### WRITTEN REQUEST
Add 134 to every coordinate value in the answer outlines within the stretch of material from the line containing "Provide the mask of every instance of the <item>corrugated" through the line containing "[[413,101],[451,99],[457,90],[312,90],[299,97],[303,101]]". Write out that whole stretch, request lines included.

### LISTED RECORDS
*****

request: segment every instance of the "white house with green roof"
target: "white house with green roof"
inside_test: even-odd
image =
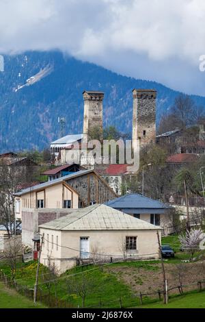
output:
[[[62,273],[78,262],[159,258],[161,227],[96,204],[40,225],[41,262]]]

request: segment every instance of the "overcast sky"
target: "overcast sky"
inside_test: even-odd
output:
[[[204,0],[0,0],[0,53],[58,49],[205,96]]]

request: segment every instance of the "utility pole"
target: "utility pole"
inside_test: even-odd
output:
[[[187,184],[186,180],[184,180],[184,192],[185,192],[185,200],[186,200],[186,206],[187,206],[187,228],[189,231],[190,230],[190,218],[189,218],[189,201],[187,198]]]
[[[39,268],[40,268],[40,256],[41,256],[41,252],[42,252],[42,247],[44,243],[44,234],[42,234],[42,238],[41,238],[41,245],[40,247],[40,250],[38,253],[38,265],[37,265],[37,270],[36,270],[36,283],[34,285],[34,295],[33,295],[33,302],[36,303],[37,300],[37,291],[38,291],[38,275],[39,275]]]
[[[159,238],[159,230],[157,230],[156,234],[157,234],[157,239],[158,239],[158,243],[159,243],[159,255],[160,255],[160,259],[161,259],[161,269],[162,269],[162,273],[163,273],[163,277],[164,304],[167,304],[168,300],[169,300],[169,297],[168,297],[168,281],[166,279],[166,275],[165,275],[165,270],[164,262],[163,262],[163,257],[162,257],[161,246],[161,242],[160,242],[160,238]]]
[[[142,166],[142,193],[141,195],[144,196],[144,167],[145,166],[150,166],[152,165],[152,163],[149,163],[149,164],[144,164]]]

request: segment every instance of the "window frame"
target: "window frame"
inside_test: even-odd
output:
[[[67,206],[68,204],[68,202],[70,203],[70,207]],[[70,200],[70,199],[64,200],[64,209],[71,209],[71,208],[72,208],[72,200]]]
[[[44,199],[37,199],[37,208],[38,209],[42,209],[44,208]]]

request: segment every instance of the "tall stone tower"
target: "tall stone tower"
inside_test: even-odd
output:
[[[102,139],[102,101],[104,92],[85,90],[83,142],[87,142],[88,134],[98,128],[100,138]]]
[[[133,144],[137,140],[141,149],[155,143],[156,91],[134,89],[133,93]],[[135,149],[133,145],[133,149]]]

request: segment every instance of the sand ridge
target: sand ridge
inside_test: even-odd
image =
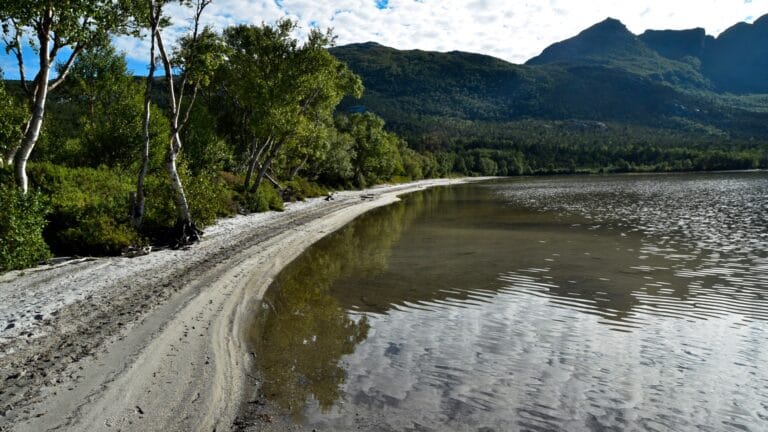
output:
[[[0,276],[0,430],[232,429],[250,364],[240,326],[277,273],[398,195],[466,181],[341,192],[221,220],[188,250]]]

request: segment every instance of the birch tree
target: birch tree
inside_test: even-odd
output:
[[[27,161],[40,137],[49,92],[64,82],[84,49],[107,40],[110,34],[128,32],[129,17],[125,0],[0,0],[3,42],[16,59],[29,102],[23,138],[6,155],[23,193],[29,187]],[[24,51],[29,49],[38,57],[31,80],[24,63]]]
[[[148,9],[145,17],[149,20],[151,50],[157,48],[160,62],[165,72],[165,84],[168,98],[168,118],[170,122],[169,147],[166,157],[166,167],[171,185],[176,195],[177,230],[179,244],[189,244],[199,240],[200,231],[195,227],[189,210],[189,202],[184,192],[184,186],[179,176],[177,164],[182,149],[181,131],[189,120],[190,112],[201,87],[210,84],[211,76],[218,64],[223,59],[223,49],[219,37],[210,28],[201,28],[200,20],[205,8],[211,4],[211,0],[195,0],[178,2],[194,8],[192,18],[192,31],[183,37],[176,50],[171,51],[163,39],[163,23],[167,17],[163,15],[163,8],[172,2],[163,0],[148,0]],[[154,52],[151,52],[150,72],[154,66]],[[174,70],[180,69],[181,74],[175,76]],[[148,163],[148,133],[149,122],[149,98],[151,81],[147,81],[147,96],[145,98],[145,143],[143,151],[142,168],[137,184],[137,205],[134,210],[134,224],[140,225],[144,209],[143,181],[146,176]],[[185,100],[188,97],[189,100]]]
[[[243,119],[240,136],[251,137],[245,190],[258,190],[284,149],[299,141],[319,142],[312,137],[321,124],[330,123],[341,98],[362,93],[359,77],[328,53],[334,40],[330,32],[312,30],[300,44],[292,36],[295,29],[292,21],[281,20],[224,32],[230,56],[222,82]]]

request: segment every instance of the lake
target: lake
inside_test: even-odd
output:
[[[768,430],[768,174],[426,190],[289,265],[262,393],[320,431]]]

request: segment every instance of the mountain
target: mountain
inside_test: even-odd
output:
[[[376,43],[332,53],[363,78],[362,102],[390,122],[408,116],[503,121],[632,120],[686,99],[661,83],[599,65],[526,66],[465,52],[399,51]],[[626,103],[631,98],[633,103]]]
[[[460,172],[494,172],[481,161],[489,151],[500,173],[755,168],[768,167],[768,89],[733,93],[768,81],[765,22],[713,38],[637,36],[608,19],[523,65],[373,42],[331,53],[365,84],[341,110],[373,111],[414,148],[463,157]]]
[[[721,91],[768,93],[768,15],[709,40],[702,70]]]
[[[608,18],[526,64],[597,64],[688,90],[768,93],[768,15],[714,38],[702,28],[632,34]]]
[[[704,49],[714,38],[703,28],[691,30],[647,30],[639,36],[647,47],[670,60],[686,57],[701,59]]]
[[[600,65],[673,86],[690,89],[712,87],[712,83],[697,70],[696,64],[663,56],[613,18],[546,48],[526,64]]]

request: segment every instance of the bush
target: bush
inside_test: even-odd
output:
[[[50,200],[43,235],[57,255],[115,255],[140,243],[130,220],[132,176],[49,163],[31,165],[30,174]]]
[[[304,201],[307,198],[323,196],[328,189],[302,177],[296,177],[285,184],[285,201]]]
[[[242,197],[242,205],[249,212],[283,210],[283,200],[271,185],[262,183],[256,193],[248,192]]]
[[[0,185],[0,272],[30,267],[50,257],[43,240],[49,207],[38,192],[22,195]]]
[[[219,217],[233,216],[237,205],[233,191],[224,179],[217,175],[200,174],[190,177],[186,183],[189,211],[198,228],[216,222]]]

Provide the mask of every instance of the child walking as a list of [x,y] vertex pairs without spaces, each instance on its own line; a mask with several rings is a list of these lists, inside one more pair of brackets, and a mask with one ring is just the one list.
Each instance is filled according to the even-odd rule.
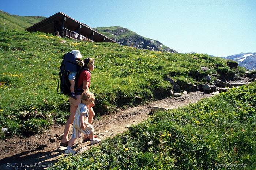
[[65,151],[66,154],[74,154],[76,153],[75,151],[71,148],[71,146],[77,138],[81,137],[81,133],[86,135],[89,135],[91,144],[98,143],[101,140],[93,138],[94,129],[93,125],[88,122],[88,108],[91,107],[91,104],[94,103],[95,97],[92,93],[89,91],[85,91],[82,93],[81,98],[82,102],[79,104],[76,109],[73,123],[73,134]]
[[[75,58],[77,64],[81,67],[84,65],[84,63],[81,59],[81,58],[83,58],[83,56],[81,55],[79,50],[74,50],[72,51],[71,53],[75,55]],[[71,72],[68,75],[68,80],[70,82],[70,92],[71,92],[69,96],[76,100],[76,97],[75,96],[75,79],[76,78],[76,73]]]

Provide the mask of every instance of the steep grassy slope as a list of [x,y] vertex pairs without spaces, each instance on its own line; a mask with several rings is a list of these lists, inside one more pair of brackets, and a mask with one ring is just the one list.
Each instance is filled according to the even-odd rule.
[[[205,82],[207,75],[214,80],[217,74],[239,71],[229,69],[226,60],[207,55],[135,49],[39,32],[0,32],[0,127],[8,130],[2,138],[40,133],[52,122],[65,122],[68,97],[56,93],[58,75],[63,55],[74,49],[95,59],[90,90],[96,97],[96,117],[117,107],[169,96],[167,77],[185,87]],[[201,71],[202,66],[209,70]]]
[[37,23],[46,17],[36,16],[21,16],[10,15],[5,12],[0,10],[0,31],[16,30],[24,30],[31,25]]
[[118,26],[97,27],[94,29],[115,40],[121,45],[140,49],[177,53],[158,41],[143,37],[127,28]]

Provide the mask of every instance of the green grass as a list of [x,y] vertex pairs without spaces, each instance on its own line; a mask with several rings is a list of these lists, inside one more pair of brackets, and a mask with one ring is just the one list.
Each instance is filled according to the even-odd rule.
[[255,169],[256,105],[256,82],[233,88],[159,112],[49,169]]
[[6,24],[6,30],[16,30],[22,31],[45,18],[35,16],[21,16],[11,15],[0,11],[0,31],[4,30],[4,23]]
[[[0,35],[0,127],[9,130],[1,135],[4,139],[26,135],[29,120],[34,120],[30,123],[37,129],[65,122],[69,104],[68,96],[57,94],[58,73],[63,55],[74,49],[95,60],[90,89],[96,97],[94,109],[98,117],[117,108],[138,105],[135,95],[141,98],[142,104],[169,96],[172,87],[165,80],[167,77],[186,89],[189,85],[205,82],[203,78],[207,75],[216,80],[214,75],[223,70],[219,68],[228,72],[239,71],[228,68],[226,60],[206,54],[135,49],[39,32],[12,30]],[[64,40],[66,42],[62,43]],[[210,69],[201,71],[202,66]],[[198,70],[200,76],[196,76]],[[35,125],[37,120],[41,126]]]
[[[142,37],[140,35],[139,35],[138,34],[132,31],[129,30],[127,30],[124,32],[122,32],[120,35],[113,35],[113,32],[118,32],[119,30],[123,29],[123,28],[119,26],[115,26],[113,27],[97,27],[93,28],[95,29],[99,32],[102,34],[107,36],[107,37],[112,39],[117,40],[118,41],[118,40],[121,39],[129,39],[131,37],[133,37],[134,38],[135,41],[136,41],[137,38],[140,38]],[[109,30],[110,31],[110,32],[106,31],[106,30]],[[142,36],[142,37],[145,39],[146,40],[153,40],[155,42],[157,41],[156,40],[153,40],[152,39],[150,39],[146,37],[144,37]],[[132,45],[133,46],[133,45]],[[166,50],[167,49],[170,49],[170,48],[166,47],[166,46],[163,45],[161,47],[161,50],[163,50],[164,51],[165,50]]]

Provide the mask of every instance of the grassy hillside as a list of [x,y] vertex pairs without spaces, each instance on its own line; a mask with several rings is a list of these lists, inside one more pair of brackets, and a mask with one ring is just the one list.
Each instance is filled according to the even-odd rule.
[[[119,44],[132,47],[140,49],[149,49],[154,48],[155,50],[177,53],[177,51],[166,47],[156,40],[141,36],[137,33],[127,28],[119,26],[93,28],[110,38],[114,40]],[[148,42],[144,44],[145,41]],[[144,46],[143,46],[144,45]],[[159,49],[159,50],[157,49]]]
[[[0,127],[8,129],[1,138],[40,133],[53,123],[65,122],[68,97],[57,94],[58,72],[63,55],[74,49],[95,60],[90,90],[96,97],[96,117],[117,107],[169,96],[167,76],[185,87],[204,83],[207,75],[214,80],[218,74],[245,71],[230,69],[226,60],[205,54],[135,49],[39,32],[0,32]],[[202,71],[202,66],[210,70]],[[135,95],[141,98],[139,102]]]
[[256,105],[256,82],[234,88],[159,112],[49,169],[255,169]]
[[36,16],[21,16],[10,15],[6,12],[0,10],[0,31],[5,30],[24,30],[31,25],[45,18],[46,17]]

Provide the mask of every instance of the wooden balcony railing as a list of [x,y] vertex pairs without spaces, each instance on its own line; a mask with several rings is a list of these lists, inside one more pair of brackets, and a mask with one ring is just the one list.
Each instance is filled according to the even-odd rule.
[[93,42],[90,39],[87,38],[85,36],[75,33],[73,31],[66,28],[64,28],[61,30],[61,36],[66,36],[67,37],[73,38],[73,39],[80,41]]

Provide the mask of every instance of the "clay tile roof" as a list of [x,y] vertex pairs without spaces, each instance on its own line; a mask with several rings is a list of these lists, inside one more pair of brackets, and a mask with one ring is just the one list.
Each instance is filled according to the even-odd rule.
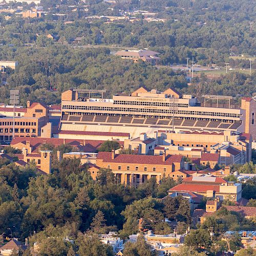
[[240,152],[234,147],[229,146],[227,149],[227,152],[233,155],[233,156],[237,156],[240,154]]
[[10,161],[12,161],[13,160],[13,158],[12,157],[10,157],[9,155],[5,153],[0,154],[0,158],[7,158]]
[[5,245],[0,247],[0,250],[13,250],[13,249],[18,250],[19,248],[25,250],[27,248],[26,245],[24,245],[22,243],[17,240],[13,239],[8,242]]
[[155,139],[152,139],[151,138],[149,138],[146,140],[143,140],[142,142],[145,144],[150,144],[152,143],[152,142],[154,142],[154,141],[155,141],[156,140]]
[[[188,178],[187,178],[187,179]],[[175,186],[169,190],[169,191],[186,191],[195,193],[198,192],[206,193],[207,190],[214,190],[216,192],[220,192],[220,186],[218,185],[198,185],[182,183]]]
[[206,201],[206,205],[208,204],[208,205],[214,205],[215,204],[215,201]]
[[223,206],[227,210],[236,211],[241,214],[243,216],[256,217],[256,207],[247,206]]
[[[212,183],[212,184],[222,184],[222,183],[226,183],[227,182],[222,178],[220,178],[218,177],[215,177],[214,176],[190,176],[188,178],[186,178],[186,179],[184,179],[182,182],[183,183],[189,183],[189,184],[193,184],[194,182],[197,183],[197,178],[195,178],[196,177],[201,177],[200,178],[199,178],[198,179],[200,179],[200,183],[203,184],[204,182],[209,183]],[[211,179],[211,177],[214,178],[214,181],[211,181],[210,180]],[[210,178],[210,179],[209,179],[208,178]],[[214,179],[212,178],[212,180]]]
[[252,98],[249,98],[249,97],[243,97],[243,98],[242,98],[242,99],[245,100],[245,101],[250,102],[252,99]]
[[27,156],[28,157],[40,157],[41,155],[40,154],[28,154]]
[[[0,108],[0,112],[13,112],[13,108]],[[27,109],[23,108],[15,108],[15,112],[27,112]]]
[[182,156],[169,155],[163,161],[162,156],[148,156],[143,155],[116,155],[114,159],[111,159],[111,152],[99,152],[97,156],[98,159],[102,159],[104,162],[127,163],[145,164],[170,165],[173,163],[180,162]]
[[15,163],[18,165],[22,165],[22,166],[25,166],[27,164],[27,163],[24,162],[23,160],[18,160],[15,162]]
[[203,153],[201,157],[201,161],[214,161],[218,162],[220,155],[218,154]]
[[204,209],[196,209],[192,215],[193,218],[198,218],[212,215],[214,212],[206,212]]
[[79,134],[81,135],[130,137],[130,133],[113,133],[108,132],[90,132],[88,131],[59,131],[58,133],[59,134]]
[[251,135],[250,133],[242,133],[242,134],[240,135],[240,139],[241,140],[249,140],[250,138],[251,137]]
[[29,108],[28,108],[28,109],[32,109],[32,108],[34,108],[34,106],[35,106],[36,105],[38,105],[38,104],[40,104],[40,105],[41,105],[41,106],[44,106],[46,109],[47,109],[47,108],[48,108],[48,106],[45,104],[44,104],[44,103],[33,102],[30,105],[30,106],[29,106]]

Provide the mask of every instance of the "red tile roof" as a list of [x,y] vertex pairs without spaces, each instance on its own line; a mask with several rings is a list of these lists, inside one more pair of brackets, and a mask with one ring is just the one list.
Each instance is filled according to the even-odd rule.
[[232,147],[231,146],[229,146],[227,148],[227,152],[231,154],[233,156],[237,156],[238,155],[239,155],[240,154],[240,152],[235,148],[234,147]]
[[41,105],[44,108],[45,108],[46,109],[47,109],[48,107],[44,103],[39,103],[39,102],[33,102],[31,105],[30,106],[29,106],[28,109],[32,109],[33,108],[34,108],[36,105],[38,104]]
[[242,98],[242,99],[245,100],[245,101],[250,102],[252,99],[252,98],[249,98],[249,97],[243,97],[243,98]]
[[214,161],[218,162],[220,155],[218,154],[203,153],[201,157],[201,161]]
[[[211,176],[211,177],[214,177],[214,176]],[[186,178],[186,179],[184,179],[182,181],[182,183],[185,183],[185,182],[189,182],[189,183],[193,183],[193,182],[198,182],[198,181],[193,181],[193,178],[194,178],[194,176],[190,176],[187,178]],[[227,182],[222,179],[222,178],[220,178],[218,177],[214,177],[215,178],[215,181],[214,182],[211,182],[209,181],[200,181],[200,183],[212,183],[213,184],[222,184],[222,183],[226,183]]]
[[236,211],[243,216],[256,217],[256,207],[247,206],[223,206],[230,211]]
[[212,215],[214,212],[206,212],[204,209],[196,209],[192,215],[192,218],[206,217]]
[[81,135],[92,135],[102,136],[130,137],[128,133],[112,133],[109,132],[90,132],[83,131],[59,131],[59,134],[79,134]]
[[[0,108],[1,112],[13,112],[13,108]],[[27,112],[27,109],[23,108],[15,108],[15,112]]]
[[163,161],[162,156],[147,156],[143,155],[116,155],[114,159],[111,159],[111,152],[99,152],[97,158],[102,159],[104,162],[138,163],[145,164],[170,165],[173,163],[179,163],[182,160],[181,155],[168,155]]
[[[187,179],[188,179],[187,178]],[[218,185],[194,185],[192,184],[180,184],[170,188],[169,191],[186,191],[197,193],[198,192],[206,193],[207,190],[214,190],[220,192],[220,186]]]
[[[15,137],[11,142],[11,145],[14,146],[16,144],[21,143],[26,145],[26,141],[30,142],[30,146],[32,147],[32,153],[38,152],[39,147],[43,143],[46,143],[52,144],[55,146],[59,146],[63,144],[63,139],[56,139],[55,138],[41,138],[41,137],[30,137],[25,138],[20,137]],[[104,142],[104,140],[86,140],[86,145],[80,145],[80,142],[83,142],[83,140],[80,139],[66,139],[66,144],[71,146],[75,146],[80,148],[83,152],[93,152],[97,151],[97,148],[100,146],[101,144]],[[123,145],[123,141],[118,141],[120,145]]]
[[215,204],[215,202],[213,200],[211,201],[206,201],[206,205],[214,205]]
[[41,157],[40,154],[28,154],[27,155],[28,157]]
[[251,137],[251,135],[250,133],[244,133],[240,135],[241,140],[249,140]]

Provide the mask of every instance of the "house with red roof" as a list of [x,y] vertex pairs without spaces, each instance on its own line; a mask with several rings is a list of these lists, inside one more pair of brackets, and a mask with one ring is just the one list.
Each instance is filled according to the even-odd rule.
[[242,198],[242,185],[211,175],[203,175],[184,179],[181,184],[168,190],[169,194],[174,192],[192,192],[207,198],[219,198],[221,201],[228,198],[237,202]]
[[153,177],[160,183],[163,176],[171,176],[183,165],[180,155],[116,154],[114,151],[99,152],[96,164],[100,168],[111,169],[120,182],[134,186]]

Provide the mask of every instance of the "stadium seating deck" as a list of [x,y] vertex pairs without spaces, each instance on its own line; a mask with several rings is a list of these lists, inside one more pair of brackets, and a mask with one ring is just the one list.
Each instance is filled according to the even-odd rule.
[[144,120],[144,118],[134,118],[133,123],[143,123]]
[[106,117],[107,116],[101,116],[99,115],[98,116],[96,116],[94,119],[94,122],[105,122]]
[[233,123],[232,124],[231,124],[230,127],[229,127],[229,129],[237,129],[241,124],[241,123]]
[[120,119],[119,123],[131,123],[133,118],[131,116],[122,116]]
[[170,122],[169,120],[168,119],[159,119],[157,124],[162,125],[168,125]]
[[69,116],[69,121],[80,121],[81,116]]
[[218,128],[222,128],[223,129],[227,129],[230,126],[231,123],[221,123]]
[[158,118],[149,117],[146,119],[145,123],[147,124],[156,124],[158,120]]
[[195,120],[193,119],[185,119],[182,123],[183,126],[193,126],[196,122]]
[[[181,123],[183,121],[183,119],[174,119],[174,125],[180,125],[181,124]],[[173,121],[171,121],[170,122],[170,125],[173,124]]]
[[206,127],[208,122],[209,121],[207,120],[198,120],[195,126],[198,127]]
[[108,123],[118,123],[120,117],[117,116],[109,116],[106,121]]
[[92,122],[93,121],[94,117],[94,116],[93,115],[83,115],[82,117],[82,121],[83,122]]
[[207,125],[207,127],[211,127],[212,128],[217,128],[221,123],[220,122],[217,122],[216,121],[211,121]]
[[67,114],[65,114],[62,116],[62,120],[63,121],[68,121],[68,117],[69,117],[69,115],[67,115]]

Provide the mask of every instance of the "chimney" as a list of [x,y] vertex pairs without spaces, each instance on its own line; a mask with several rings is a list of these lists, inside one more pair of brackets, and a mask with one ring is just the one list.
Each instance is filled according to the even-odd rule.
[[60,154],[60,151],[59,151],[59,150],[57,151],[57,158],[58,159],[58,161],[59,162],[60,162],[61,161],[61,155]]
[[111,151],[111,159],[114,160],[115,159],[115,151],[112,150]]
[[146,139],[146,134],[145,133],[142,133],[140,134],[140,140],[145,140]]
[[165,151],[163,153],[163,162],[165,162]]

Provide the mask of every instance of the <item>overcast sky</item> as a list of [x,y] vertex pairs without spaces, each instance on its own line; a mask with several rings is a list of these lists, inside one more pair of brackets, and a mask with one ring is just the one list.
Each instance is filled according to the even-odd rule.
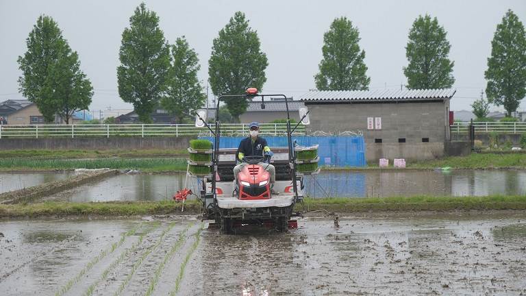
[[[298,97],[314,88],[313,76],[322,58],[323,33],[334,18],[345,16],[360,30],[370,89],[399,89],[405,84],[405,46],[420,14],[436,16],[447,32],[455,61],[451,110],[471,110],[485,88],[484,73],[497,25],[508,9],[526,23],[525,0],[463,1],[146,1],[157,12],[169,42],[184,35],[197,53],[205,86],[212,40],[236,11],[247,14],[267,55],[264,91]],[[116,67],[123,30],[140,1],[0,0],[0,101],[22,99],[16,59],[26,51],[27,37],[39,15],[58,23],[82,70],[92,82],[90,110],[132,108],[117,91]],[[526,110],[524,100],[520,110]],[[493,109],[496,109],[494,107]]]

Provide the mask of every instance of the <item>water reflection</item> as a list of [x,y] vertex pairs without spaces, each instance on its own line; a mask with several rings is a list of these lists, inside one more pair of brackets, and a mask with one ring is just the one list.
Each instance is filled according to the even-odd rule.
[[526,171],[326,171],[307,177],[305,184],[305,194],[314,197],[525,195]]
[[[175,192],[185,187],[185,173],[120,175],[47,199],[79,202],[170,200]],[[199,193],[195,180],[186,187]],[[526,171],[325,171],[306,177],[303,192],[312,197],[526,195]]]
[[66,173],[1,173],[0,193],[65,179],[74,175]]

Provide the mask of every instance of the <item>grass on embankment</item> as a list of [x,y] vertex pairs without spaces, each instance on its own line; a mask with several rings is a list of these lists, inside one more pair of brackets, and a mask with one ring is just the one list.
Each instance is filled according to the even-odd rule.
[[[334,212],[454,210],[526,210],[526,195],[490,195],[486,197],[392,197],[305,199],[307,210]],[[301,205],[296,210],[302,210]]]
[[425,160],[408,164],[410,168],[436,168],[451,166],[453,169],[526,168],[524,153],[471,153],[468,156],[451,156],[436,160]]
[[[455,210],[526,210],[526,195],[487,197],[430,197],[379,198],[328,198],[305,199],[305,210],[327,210],[339,212],[368,211],[411,211]],[[182,214],[198,214],[200,201],[188,200]],[[302,211],[297,204],[295,211]],[[180,214],[181,204],[162,201],[112,201],[67,203],[47,201],[38,204],[0,205],[0,217],[40,216],[134,216]]]
[[111,157],[141,158],[151,156],[183,156],[188,153],[186,149],[147,149],[147,150],[2,150],[0,158],[25,158],[36,159],[52,158],[105,158]]
[[186,171],[186,160],[184,158],[97,158],[88,160],[0,158],[0,171],[103,168],[138,169],[149,172]]

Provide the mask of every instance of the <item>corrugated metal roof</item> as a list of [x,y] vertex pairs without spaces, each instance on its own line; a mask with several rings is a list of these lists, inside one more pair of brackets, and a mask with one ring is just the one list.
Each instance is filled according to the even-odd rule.
[[[300,108],[305,107],[305,104],[299,101],[288,101],[288,110],[297,111]],[[247,107],[247,112],[271,112],[271,111],[286,111],[284,101],[265,101],[265,108],[261,108],[261,101],[249,101],[249,106]]]
[[413,101],[451,99],[457,90],[312,90],[299,97],[303,101]]

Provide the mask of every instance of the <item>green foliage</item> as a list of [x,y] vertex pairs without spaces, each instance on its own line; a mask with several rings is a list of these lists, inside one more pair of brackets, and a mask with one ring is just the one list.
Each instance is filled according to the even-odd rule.
[[418,16],[409,31],[405,56],[409,64],[403,68],[408,88],[447,88],[455,82],[454,62],[448,57],[451,46],[446,31],[436,18]]
[[[247,88],[261,90],[266,82],[266,55],[260,49],[258,33],[249,27],[245,14],[237,12],[219,36],[214,39],[208,61],[208,75],[212,91],[216,96],[242,95]],[[245,97],[225,100],[234,120],[247,111]]]
[[123,32],[118,56],[118,95],[134,105],[140,121],[151,123],[151,114],[166,88],[170,49],[159,28],[159,17],[144,3]]
[[82,121],[80,122],[80,124],[99,125],[101,124],[101,121],[99,119],[92,119],[90,121]]
[[222,123],[234,123],[234,118],[226,105],[219,107],[219,121]]
[[364,62],[365,51],[360,50],[357,27],[345,16],[335,18],[323,34],[323,59],[320,72],[314,76],[319,90],[349,90],[369,88],[371,77]]
[[80,70],[76,51],[51,16],[41,15],[26,39],[27,51],[19,56],[19,90],[36,104],[46,122],[60,116],[66,124],[75,112],[88,109],[93,88]]
[[471,108],[473,108],[473,114],[477,119],[486,118],[490,112],[490,103],[484,98],[475,101]]
[[298,160],[313,160],[318,156],[318,149],[296,151]]
[[207,166],[190,165],[190,172],[196,175],[208,175],[212,171],[212,169]]
[[212,161],[212,154],[190,153],[190,160],[196,162],[210,162]]
[[[270,122],[270,123],[286,123],[287,119],[275,119]],[[290,119],[290,123],[297,123],[297,121],[296,121],[296,119]]]
[[515,117],[504,117],[499,121],[499,122],[501,123],[514,123],[514,122],[518,122],[518,119]]
[[114,116],[110,116],[104,119],[104,121],[103,121],[103,123],[104,124],[115,124],[115,121],[116,119]]
[[495,119],[491,117],[483,117],[473,119],[473,122],[494,122]]
[[166,96],[161,106],[181,123],[187,114],[203,106],[205,95],[197,79],[199,60],[194,49],[190,48],[184,36],[177,38],[172,45],[172,61],[168,75]]
[[451,166],[453,169],[526,168],[526,154],[472,153],[468,156],[451,156],[436,160],[411,163],[411,168],[432,169]]
[[318,169],[318,162],[297,164],[296,169],[299,173],[313,172]]
[[526,95],[526,33],[512,10],[497,26],[484,77],[490,103],[503,106],[511,116]]
[[211,149],[212,142],[208,140],[190,140],[190,147],[195,150]]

*****

### RESPONSE TO THE TASK
Provide the mask of every instance of the <item>corrugated metal roof</item> as a list of [x,y] vertex pairs without spaces, each instance on its own line; a mask with several rings is a list of these lists, inside one more pair of brackets, and a mask with one ring is just the one list.
Each instance is filled according to the even-odd rule.
[[[434,242],[439,241],[439,238],[433,235],[422,235],[422,244],[431,245]],[[381,241],[381,246],[405,246],[405,245],[420,245],[418,235],[399,235],[399,242],[395,242],[395,235],[383,235],[383,240]]]
[[547,235],[585,233],[591,224],[446,224],[433,231],[437,235]]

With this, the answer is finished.